* **Work to do**
Carry over, line for line, the material starting with the line containing "Where is each instance of the construction" and going on through the line containing "point(292, 82)". Add 30 to each coordinate in the answer points only, leaving every other line and number unchanged.

* **Material**

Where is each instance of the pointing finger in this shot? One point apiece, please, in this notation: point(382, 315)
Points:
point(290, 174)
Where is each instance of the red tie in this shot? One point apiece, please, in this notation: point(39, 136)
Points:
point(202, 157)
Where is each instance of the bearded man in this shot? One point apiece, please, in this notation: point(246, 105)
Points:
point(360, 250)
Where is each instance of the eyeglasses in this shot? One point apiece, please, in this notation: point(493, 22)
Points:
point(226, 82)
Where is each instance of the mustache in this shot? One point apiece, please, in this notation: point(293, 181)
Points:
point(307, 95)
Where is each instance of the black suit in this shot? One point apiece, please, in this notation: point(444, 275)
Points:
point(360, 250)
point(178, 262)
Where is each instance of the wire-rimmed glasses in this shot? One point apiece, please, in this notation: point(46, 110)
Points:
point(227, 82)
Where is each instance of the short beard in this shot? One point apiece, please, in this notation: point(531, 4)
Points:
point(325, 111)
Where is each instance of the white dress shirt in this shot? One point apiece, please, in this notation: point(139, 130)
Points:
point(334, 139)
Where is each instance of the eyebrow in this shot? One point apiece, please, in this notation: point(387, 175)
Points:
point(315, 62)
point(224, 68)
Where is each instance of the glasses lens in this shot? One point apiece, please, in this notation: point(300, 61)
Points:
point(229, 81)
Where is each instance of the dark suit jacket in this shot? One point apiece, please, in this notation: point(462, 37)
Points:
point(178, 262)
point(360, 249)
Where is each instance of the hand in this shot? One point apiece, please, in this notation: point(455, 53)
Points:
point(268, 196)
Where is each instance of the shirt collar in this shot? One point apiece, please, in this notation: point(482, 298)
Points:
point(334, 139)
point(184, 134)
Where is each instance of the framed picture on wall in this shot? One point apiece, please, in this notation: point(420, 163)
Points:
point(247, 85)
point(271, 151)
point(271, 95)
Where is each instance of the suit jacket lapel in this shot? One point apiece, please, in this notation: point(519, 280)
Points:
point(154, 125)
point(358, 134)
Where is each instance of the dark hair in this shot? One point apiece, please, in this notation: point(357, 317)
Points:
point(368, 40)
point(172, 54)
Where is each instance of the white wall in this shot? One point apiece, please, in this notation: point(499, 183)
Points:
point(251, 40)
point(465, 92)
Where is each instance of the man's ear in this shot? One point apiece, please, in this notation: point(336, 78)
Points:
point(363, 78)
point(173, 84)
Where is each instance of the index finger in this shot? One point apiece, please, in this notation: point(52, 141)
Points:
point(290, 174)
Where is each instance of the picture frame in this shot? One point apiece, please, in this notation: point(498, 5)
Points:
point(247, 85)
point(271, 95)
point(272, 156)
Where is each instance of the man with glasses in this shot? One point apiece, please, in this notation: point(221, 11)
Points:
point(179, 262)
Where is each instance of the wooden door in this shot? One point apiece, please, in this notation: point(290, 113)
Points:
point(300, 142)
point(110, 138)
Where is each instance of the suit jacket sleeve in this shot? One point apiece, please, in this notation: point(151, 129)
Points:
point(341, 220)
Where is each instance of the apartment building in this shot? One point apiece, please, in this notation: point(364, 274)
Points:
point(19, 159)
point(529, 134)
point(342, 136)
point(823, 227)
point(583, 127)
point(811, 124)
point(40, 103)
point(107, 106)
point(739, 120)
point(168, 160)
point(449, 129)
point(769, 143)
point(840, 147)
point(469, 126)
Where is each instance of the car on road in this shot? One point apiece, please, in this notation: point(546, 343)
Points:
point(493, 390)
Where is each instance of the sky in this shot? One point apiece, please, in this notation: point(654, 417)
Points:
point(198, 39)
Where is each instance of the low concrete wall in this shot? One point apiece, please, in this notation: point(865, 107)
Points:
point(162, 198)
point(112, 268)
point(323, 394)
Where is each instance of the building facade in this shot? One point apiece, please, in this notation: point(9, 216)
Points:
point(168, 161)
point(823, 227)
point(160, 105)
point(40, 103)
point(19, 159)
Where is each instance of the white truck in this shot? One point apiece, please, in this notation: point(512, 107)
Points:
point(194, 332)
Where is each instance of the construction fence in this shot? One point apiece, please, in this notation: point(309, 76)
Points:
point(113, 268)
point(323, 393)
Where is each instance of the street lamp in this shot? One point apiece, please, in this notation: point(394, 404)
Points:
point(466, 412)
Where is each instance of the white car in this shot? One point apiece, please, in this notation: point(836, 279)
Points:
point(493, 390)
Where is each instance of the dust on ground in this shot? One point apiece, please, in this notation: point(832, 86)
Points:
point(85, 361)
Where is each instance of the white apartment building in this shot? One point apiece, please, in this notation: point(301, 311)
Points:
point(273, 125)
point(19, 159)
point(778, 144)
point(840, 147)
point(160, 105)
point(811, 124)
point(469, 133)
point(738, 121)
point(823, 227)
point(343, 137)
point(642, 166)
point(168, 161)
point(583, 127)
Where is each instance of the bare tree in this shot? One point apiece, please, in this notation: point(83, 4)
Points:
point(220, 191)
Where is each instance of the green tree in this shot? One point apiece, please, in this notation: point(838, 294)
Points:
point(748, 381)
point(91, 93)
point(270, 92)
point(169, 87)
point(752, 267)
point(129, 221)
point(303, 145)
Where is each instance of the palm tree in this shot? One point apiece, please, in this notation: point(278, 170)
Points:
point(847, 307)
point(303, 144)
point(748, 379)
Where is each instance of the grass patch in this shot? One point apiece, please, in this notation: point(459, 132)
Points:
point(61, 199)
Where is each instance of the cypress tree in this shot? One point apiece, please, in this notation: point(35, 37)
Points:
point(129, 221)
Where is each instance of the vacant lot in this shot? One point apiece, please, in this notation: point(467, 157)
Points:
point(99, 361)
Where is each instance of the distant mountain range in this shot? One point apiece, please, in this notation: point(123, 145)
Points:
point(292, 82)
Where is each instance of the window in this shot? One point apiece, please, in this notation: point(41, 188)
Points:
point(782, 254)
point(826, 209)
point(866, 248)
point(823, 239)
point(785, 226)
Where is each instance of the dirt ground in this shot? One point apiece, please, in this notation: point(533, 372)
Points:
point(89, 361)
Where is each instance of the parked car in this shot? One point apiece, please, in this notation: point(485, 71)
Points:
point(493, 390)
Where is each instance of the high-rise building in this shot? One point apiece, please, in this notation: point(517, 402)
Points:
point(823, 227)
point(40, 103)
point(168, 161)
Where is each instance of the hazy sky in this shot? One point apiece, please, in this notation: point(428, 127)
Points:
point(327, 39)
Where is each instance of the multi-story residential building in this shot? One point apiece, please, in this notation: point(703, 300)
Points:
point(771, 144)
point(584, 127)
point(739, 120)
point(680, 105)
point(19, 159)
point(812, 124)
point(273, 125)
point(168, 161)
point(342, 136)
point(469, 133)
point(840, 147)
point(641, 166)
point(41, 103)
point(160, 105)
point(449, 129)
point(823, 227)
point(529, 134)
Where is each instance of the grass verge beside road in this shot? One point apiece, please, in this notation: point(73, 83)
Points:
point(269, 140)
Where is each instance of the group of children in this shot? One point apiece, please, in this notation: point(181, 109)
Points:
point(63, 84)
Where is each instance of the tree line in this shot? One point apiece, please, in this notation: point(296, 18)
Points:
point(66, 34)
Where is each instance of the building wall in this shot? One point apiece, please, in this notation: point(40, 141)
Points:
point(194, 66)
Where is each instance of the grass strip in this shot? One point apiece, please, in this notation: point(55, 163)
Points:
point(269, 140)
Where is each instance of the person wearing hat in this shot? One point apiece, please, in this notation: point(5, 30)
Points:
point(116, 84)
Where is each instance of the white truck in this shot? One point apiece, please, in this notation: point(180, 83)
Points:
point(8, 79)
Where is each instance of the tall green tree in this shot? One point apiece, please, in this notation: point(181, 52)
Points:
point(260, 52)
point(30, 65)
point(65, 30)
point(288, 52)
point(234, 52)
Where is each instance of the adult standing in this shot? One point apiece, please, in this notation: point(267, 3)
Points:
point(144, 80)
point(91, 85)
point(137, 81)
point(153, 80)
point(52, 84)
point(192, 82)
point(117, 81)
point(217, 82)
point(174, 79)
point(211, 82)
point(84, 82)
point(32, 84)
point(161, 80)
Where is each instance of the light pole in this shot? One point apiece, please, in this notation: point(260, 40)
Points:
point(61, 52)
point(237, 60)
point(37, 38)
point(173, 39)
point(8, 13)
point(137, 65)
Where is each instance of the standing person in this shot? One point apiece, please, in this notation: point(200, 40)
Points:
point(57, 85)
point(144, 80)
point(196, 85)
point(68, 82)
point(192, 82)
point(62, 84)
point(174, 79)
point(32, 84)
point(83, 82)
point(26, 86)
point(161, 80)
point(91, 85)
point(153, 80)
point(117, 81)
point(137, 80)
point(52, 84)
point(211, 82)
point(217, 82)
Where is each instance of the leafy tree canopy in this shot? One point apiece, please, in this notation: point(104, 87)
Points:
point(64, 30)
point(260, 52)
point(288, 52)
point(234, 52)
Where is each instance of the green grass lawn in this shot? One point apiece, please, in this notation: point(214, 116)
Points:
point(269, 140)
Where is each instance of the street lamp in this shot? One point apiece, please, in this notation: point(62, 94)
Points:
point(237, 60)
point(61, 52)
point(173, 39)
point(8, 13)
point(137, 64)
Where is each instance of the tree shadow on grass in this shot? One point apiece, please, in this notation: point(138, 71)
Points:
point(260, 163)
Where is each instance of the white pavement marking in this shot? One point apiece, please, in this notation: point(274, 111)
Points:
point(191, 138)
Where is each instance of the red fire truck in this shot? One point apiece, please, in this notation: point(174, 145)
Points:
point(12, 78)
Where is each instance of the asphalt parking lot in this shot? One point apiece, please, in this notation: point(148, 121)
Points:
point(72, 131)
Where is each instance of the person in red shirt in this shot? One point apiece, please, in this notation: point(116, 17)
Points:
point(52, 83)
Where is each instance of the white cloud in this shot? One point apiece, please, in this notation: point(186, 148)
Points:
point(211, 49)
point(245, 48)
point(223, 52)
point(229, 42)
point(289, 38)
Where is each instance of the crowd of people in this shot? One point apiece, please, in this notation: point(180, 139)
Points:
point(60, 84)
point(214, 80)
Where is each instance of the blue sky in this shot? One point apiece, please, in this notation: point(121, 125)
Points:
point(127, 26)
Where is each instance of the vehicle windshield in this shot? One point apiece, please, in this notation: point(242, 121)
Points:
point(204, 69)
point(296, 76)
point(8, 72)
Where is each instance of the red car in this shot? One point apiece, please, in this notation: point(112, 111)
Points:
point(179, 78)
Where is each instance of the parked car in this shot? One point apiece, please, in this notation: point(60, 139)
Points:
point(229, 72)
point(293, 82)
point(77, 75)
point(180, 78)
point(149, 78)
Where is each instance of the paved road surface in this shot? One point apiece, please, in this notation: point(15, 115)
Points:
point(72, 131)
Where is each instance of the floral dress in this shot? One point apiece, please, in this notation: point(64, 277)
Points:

* **Reply**
Where is each instance of the construction fence in this shot? One point apiece, please, in this notation: point(309, 76)
Points:
point(143, 298)
point(353, 423)
Where is each instance of the street lamp in this shot? One point apiece, please, in this notation: point(394, 404)
Points:
point(496, 442)
Where is each instance of the white car in this shot? One point apiece, please, in this notation: point(836, 279)
Points:
point(523, 420)
Where is each instance of the dust on ground in this shot? One point apiece, please, in this notation: point(832, 86)
Points:
point(115, 391)
Where is each instance of the white apartment building in this shot? One point apiece, please, in this notation: point(301, 311)
Points:
point(303, 155)
point(49, 189)
point(808, 174)
point(870, 177)
point(190, 135)
point(841, 154)
point(499, 163)
point(768, 151)
point(853, 257)
point(373, 167)
point(672, 196)
point(198, 191)
point(613, 157)
Where is each instance of the bare tree in this shot? One point apiece, please, in this notation: point(83, 4)
Points:
point(250, 221)
Where is each instance of the green tree in this shot? One point apiece, please, in this notation: point(838, 294)
Points:
point(778, 411)
point(121, 123)
point(300, 122)
point(199, 117)
point(782, 297)
point(159, 251)
point(333, 175)
Where is each instance of the palm tree in this shot? One point apiece, please, in this notation: point(278, 170)
Points:
point(877, 337)
point(333, 174)
point(778, 409)
Where is each instance of the grass patch in this shot? One point apiece, please, in this notation: point(459, 132)
Points:
point(91, 229)
Where is each instance of the cypress tree in this shot? One point apiece, please, in this notation: point(35, 37)
Points:
point(159, 251)
Where is each instance of the vacant lot in this shot? One point apiece, please, in this notation: point(467, 157)
Points:
point(129, 391)
Where is each instance of the distant mountain range in this shot? One point apiece, please, in this notation: point(123, 145)
Points:
point(322, 112)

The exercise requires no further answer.